#### [WORK REQUIRED]
Restate the following entries exactly. Keep the pictures out.

#### [MATERIAL PROVIDED]
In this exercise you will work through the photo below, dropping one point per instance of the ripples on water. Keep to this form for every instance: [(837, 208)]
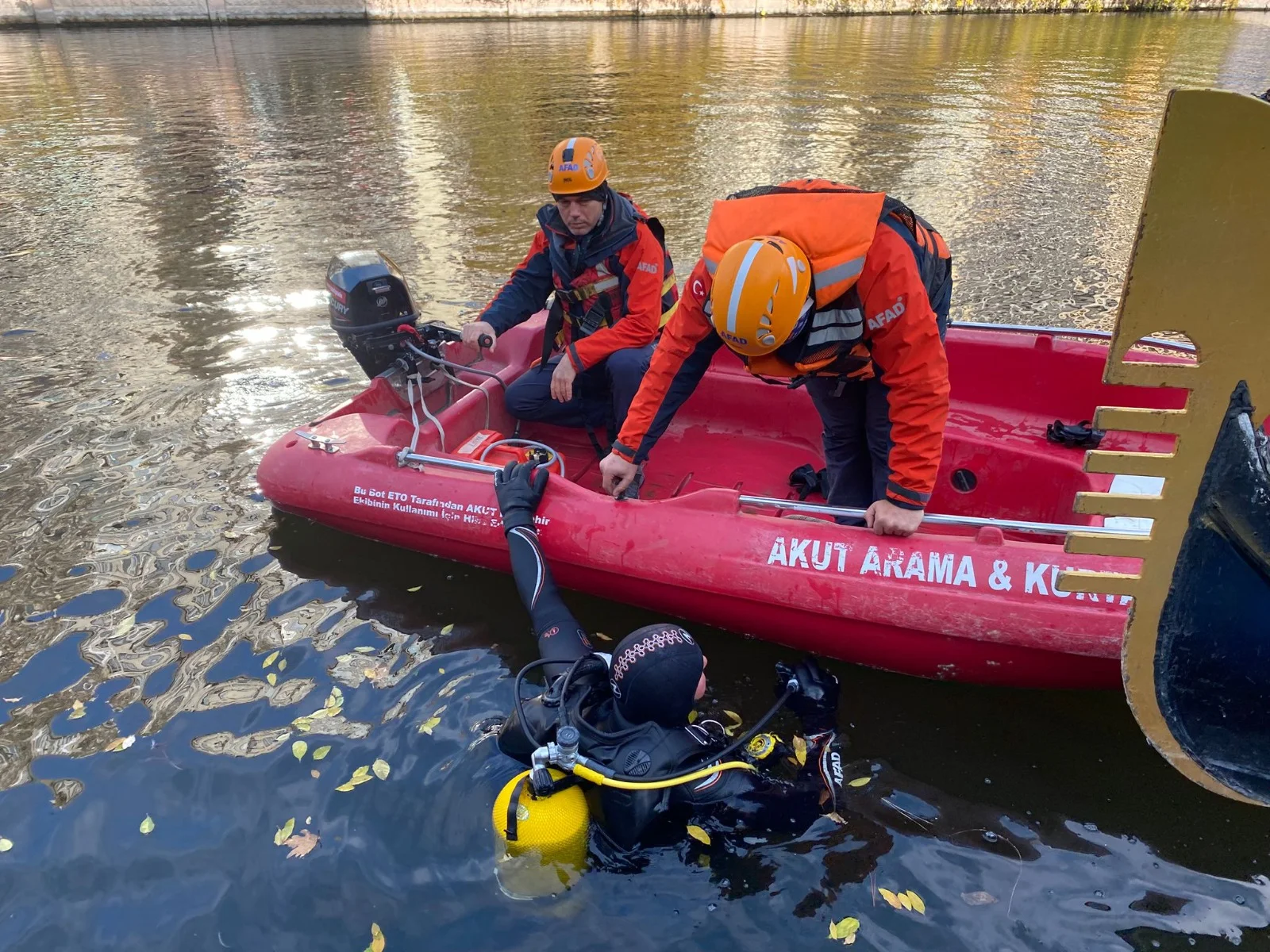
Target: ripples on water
[(169, 201)]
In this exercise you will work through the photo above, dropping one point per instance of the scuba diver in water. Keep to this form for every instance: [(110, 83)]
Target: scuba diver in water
[(622, 721)]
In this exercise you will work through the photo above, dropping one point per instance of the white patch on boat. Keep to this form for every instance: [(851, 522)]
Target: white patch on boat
[(1133, 486)]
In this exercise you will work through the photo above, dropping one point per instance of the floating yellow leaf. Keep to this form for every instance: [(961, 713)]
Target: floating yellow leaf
[(698, 835), (845, 930), (302, 844), (800, 749), (283, 831)]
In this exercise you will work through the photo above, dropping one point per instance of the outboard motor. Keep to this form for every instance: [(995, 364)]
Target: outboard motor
[(368, 301)]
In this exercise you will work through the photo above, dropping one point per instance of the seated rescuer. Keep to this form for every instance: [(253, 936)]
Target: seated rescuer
[(605, 260), (633, 712), (826, 286)]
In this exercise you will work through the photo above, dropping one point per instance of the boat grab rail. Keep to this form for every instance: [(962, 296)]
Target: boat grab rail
[(1047, 528), (1073, 333)]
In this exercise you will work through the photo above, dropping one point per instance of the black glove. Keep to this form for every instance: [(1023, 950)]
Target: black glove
[(518, 488), (816, 700)]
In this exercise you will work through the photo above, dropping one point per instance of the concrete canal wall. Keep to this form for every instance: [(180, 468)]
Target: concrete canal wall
[(52, 13)]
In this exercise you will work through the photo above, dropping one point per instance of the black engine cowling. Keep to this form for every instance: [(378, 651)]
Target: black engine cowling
[(368, 301)]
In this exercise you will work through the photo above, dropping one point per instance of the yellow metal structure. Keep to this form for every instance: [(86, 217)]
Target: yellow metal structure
[(1200, 267)]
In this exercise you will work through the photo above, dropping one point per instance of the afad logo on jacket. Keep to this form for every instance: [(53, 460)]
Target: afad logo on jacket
[(880, 321)]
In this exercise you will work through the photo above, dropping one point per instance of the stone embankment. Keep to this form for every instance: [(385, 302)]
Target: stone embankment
[(55, 13)]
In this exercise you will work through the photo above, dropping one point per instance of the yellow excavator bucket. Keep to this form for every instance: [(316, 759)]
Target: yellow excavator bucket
[(1197, 651)]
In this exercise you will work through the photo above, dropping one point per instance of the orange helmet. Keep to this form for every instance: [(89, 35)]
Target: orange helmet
[(577, 165), (761, 290)]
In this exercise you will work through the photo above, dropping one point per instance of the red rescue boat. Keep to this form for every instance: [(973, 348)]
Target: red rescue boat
[(719, 537)]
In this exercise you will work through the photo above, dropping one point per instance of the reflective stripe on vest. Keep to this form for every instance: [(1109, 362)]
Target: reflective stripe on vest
[(836, 327)]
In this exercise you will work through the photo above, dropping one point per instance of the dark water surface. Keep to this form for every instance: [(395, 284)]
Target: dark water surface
[(168, 202)]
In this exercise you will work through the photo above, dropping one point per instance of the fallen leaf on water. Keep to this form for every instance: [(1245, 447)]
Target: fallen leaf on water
[(892, 899), (845, 930), (283, 831), (698, 835), (978, 898), (302, 844), (800, 749)]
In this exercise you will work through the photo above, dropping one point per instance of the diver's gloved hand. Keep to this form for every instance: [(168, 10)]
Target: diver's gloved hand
[(520, 488), (816, 700)]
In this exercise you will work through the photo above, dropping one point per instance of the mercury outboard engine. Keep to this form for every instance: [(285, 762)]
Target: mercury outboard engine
[(368, 301)]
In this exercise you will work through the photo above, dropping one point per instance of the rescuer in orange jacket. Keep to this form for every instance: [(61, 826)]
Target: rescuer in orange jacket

#### [ANSWER BOX]
In this exercise you will work through the photo below, dropping one point per instance of the ripples on water. Keep to this form for every instance: [(837, 208)]
Target: ripples on water
[(169, 201)]
In this exercise you will work through the photo above, dropping one point per instance of the scuba diver in water. Keep to this form for every instance: [(110, 83)]
Target: scuba diver in water
[(622, 721)]
In this exercise you will work through the photo above, dropping one point per instance of the white patch on boat. Keep to this form for every instance: [(851, 522)]
Target: white patch on boat
[(1133, 486)]
In this exercise you will work through the photo above, dropping one point per instance of the floating yellow leaf. Keep to this form for every instance: [(961, 713)]
Target: floating yellow leaf
[(698, 835), (845, 930), (302, 844), (800, 749), (283, 831)]
In this exercise you will work through the photo above, dropping one point per instance of the outboard motor. Keep to this form for every instance: [(995, 364)]
Target: outboard motor
[(368, 301)]
In this exercise you will work through the photo above, dropping one point per instance of the seated rescuer. Keep to this form for every instance: [(253, 936)]
Target: seated rescuer
[(605, 260), (633, 712), (826, 286)]
In this exercise you will work through the photo above, dropping one point per instance of the boat grab rail. Keep to this form for every instance: [(962, 296)]
Target: boat grab rail
[(1047, 528), (1073, 333)]
In this exercise you will work through the photo above, dropping one point per instance of the black glove. Keep to this form for every instance: [(1023, 950)]
Target: black glove
[(518, 488), (816, 700)]
In this exercise you will work through the photo above, dropping one point per instance of the concrete canal wall. Keep to this form for every instance: [(180, 468)]
Target: concrete canal wall
[(52, 13)]
In this exercise you will work through the photo above, dropping one point per instance of the black engine cowling. Keep to this form for every instance: [(378, 651)]
Target: black engine cowling
[(368, 301)]
In this exercise you will work through the photo above, dropping one point per instance of the yellow metal structure. Keep to this form for every instance: [(86, 217)]
Target: yellow metal structure
[(1200, 267)]
In this exercise you will work through the photo above, dropping one point per instance of the afad logo on jacket. Keep to this form for every instance: [(53, 460)]
Target: afad logo on jacket
[(880, 321)]
In this exercise you will work through the photo above, dropping one point per instance of the stone embankment. Keep to this form for every instance: [(385, 302)]
Target: stone embankment
[(55, 13)]
In this exercise you will work through the photo above, dropping one point per instance of the yellow excavator bucket. Keep to this form for every instance: [(316, 759)]
Target: yellow excavator bucket
[(1197, 651)]
In this exercise you will work through the photo above, dropping one point per instance of the orange helmet. Keep to this form for every instance: [(89, 35)]
Target: orange helmet
[(577, 165), (761, 290)]
In this exercise you will work through the photo above, dropping one point per instance of the red rescue boat. Keep to this form for every instance: [(973, 348)]
Target: red rescue boat
[(719, 537)]
In this exercise you will work through the photo above, dropping one point per instance of the reflective stripe on vest. Keep to this form for every instance: [(1109, 362)]
Target: reflective stripe on vest
[(836, 327)]
In this exercise you will work through the photo above, dropping one point per instance of the dark water surface. Keep to this form for every instance: [(395, 284)]
Target: dark water surface
[(168, 202)]
In this exercise you will work through the photo above, dropping one point per instance of the fallen leaf on water. Keep to this form for every instance: [(1245, 447)]
Target: fallen leaf on water
[(892, 899), (845, 930), (283, 831), (698, 835), (978, 898), (302, 844), (800, 749)]
In this exercise you will work through the photo above, dropping one point per instance of the diver's gloved hand. Keep to this form for every instance: [(168, 10)]
Target: diver's gloved hand
[(520, 488), (816, 700)]
In this exercise you will work through the photo above, dropping one point per instance of the mercury outboard engine. Keep to this form for every instance: [(285, 762)]
Target: mercury outboard engine
[(368, 301)]
In this exercise you will work through the photo above, dropping one point per instance of the rescuer in orange jacket. Keep to this form for every instance: [(61, 826)]
Target: rescuer in orange jacket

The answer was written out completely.